--- Start INFORMATION PROVIDED ---

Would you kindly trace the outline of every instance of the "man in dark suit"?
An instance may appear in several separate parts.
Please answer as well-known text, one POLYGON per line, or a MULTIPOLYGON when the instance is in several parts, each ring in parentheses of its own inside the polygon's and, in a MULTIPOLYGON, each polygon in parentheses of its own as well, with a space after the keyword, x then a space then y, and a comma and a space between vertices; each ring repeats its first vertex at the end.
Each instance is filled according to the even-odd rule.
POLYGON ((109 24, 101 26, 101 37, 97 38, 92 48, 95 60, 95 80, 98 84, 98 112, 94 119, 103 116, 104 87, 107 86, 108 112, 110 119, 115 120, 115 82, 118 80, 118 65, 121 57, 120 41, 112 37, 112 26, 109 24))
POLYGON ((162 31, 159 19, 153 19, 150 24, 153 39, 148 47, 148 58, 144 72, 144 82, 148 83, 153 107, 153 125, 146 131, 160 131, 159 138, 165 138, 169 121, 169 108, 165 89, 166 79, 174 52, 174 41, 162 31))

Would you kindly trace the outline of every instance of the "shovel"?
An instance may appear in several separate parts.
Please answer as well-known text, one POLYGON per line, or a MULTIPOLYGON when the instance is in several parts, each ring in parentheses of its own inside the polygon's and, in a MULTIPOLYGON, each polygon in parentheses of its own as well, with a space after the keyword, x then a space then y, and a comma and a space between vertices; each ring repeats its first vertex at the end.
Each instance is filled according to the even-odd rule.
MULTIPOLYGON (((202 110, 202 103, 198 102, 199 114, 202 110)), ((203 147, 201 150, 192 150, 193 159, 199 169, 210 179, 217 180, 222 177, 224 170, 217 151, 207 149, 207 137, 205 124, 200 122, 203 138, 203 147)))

--- End INFORMATION PROVIDED ---

▶ _THE PROBLEM_:
Swap "even-odd rule" for "odd-even rule" throughout the listing above and write out its lines again, changing nothing else.

▶ _FULL OUTPUT_:
Would you kindly trace the outline of every instance of the "man in dark suit"?
An instance may appear in several separate parts.
Please answer as well-known text, one POLYGON per line, or a MULTIPOLYGON when the instance is in several parts, each ring in parentheses of its own inside the polygon's and, in a MULTIPOLYGON, each polygon in parentheses of its own as well, with a space after the keyword, x then a space then y, and a comma and a space between vertices; each ring repeats its first vertex at the end.
Each instance is filled according to the odd-even rule.
POLYGON ((109 24, 101 26, 101 37, 97 38, 92 48, 95 60, 95 80, 98 84, 98 112, 94 119, 103 116, 104 87, 107 86, 108 112, 110 119, 115 120, 115 82, 118 80, 118 65, 121 57, 120 41, 112 37, 112 26, 109 24))
POLYGON ((162 31, 159 19, 153 19, 150 24, 153 39, 148 47, 148 58, 144 72, 144 82, 148 83, 153 107, 153 125, 146 131, 160 131, 159 138, 165 138, 169 121, 169 108, 165 89, 166 79, 174 52, 174 41, 162 31))

Would you kindly trace the outline of every instance of the "shovel"?
An instance may appear in several separate parts.
Please answer as well-known text, one POLYGON per line, or a MULTIPOLYGON when the instance is in several parts, each ring in parentheses of its own inside the polygon's and, in a MULTIPOLYGON, each polygon in parentheses of its own as well, with a space after the keyword, x then a space then y, and a comma and a space between vertices; each ring repeats its first vertex at the end.
Each instance is filled according to the odd-even rule.
MULTIPOLYGON (((202 110, 202 103, 198 102, 199 114, 202 110)), ((203 147, 201 150, 192 150, 193 159, 199 169, 210 179, 217 180, 222 177, 224 170, 217 151, 207 149, 207 137, 205 124, 200 122, 203 138, 203 147)))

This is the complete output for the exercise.